指示と条件
以下のデータの全行について、「blue scrub fabric」を「green scrub fabric」に置き換え、それ以外は何も変えずに書き直せ。

データ欄
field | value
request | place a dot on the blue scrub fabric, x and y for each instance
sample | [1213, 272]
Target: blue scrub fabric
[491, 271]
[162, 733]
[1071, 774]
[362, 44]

完成した課題
field | value
request | place a dot on the green scrub fabric, x and y for each instance
sample | [1213, 272]
Target: green scrub fabric
[491, 271]
[162, 733]
[1071, 774]
[362, 44]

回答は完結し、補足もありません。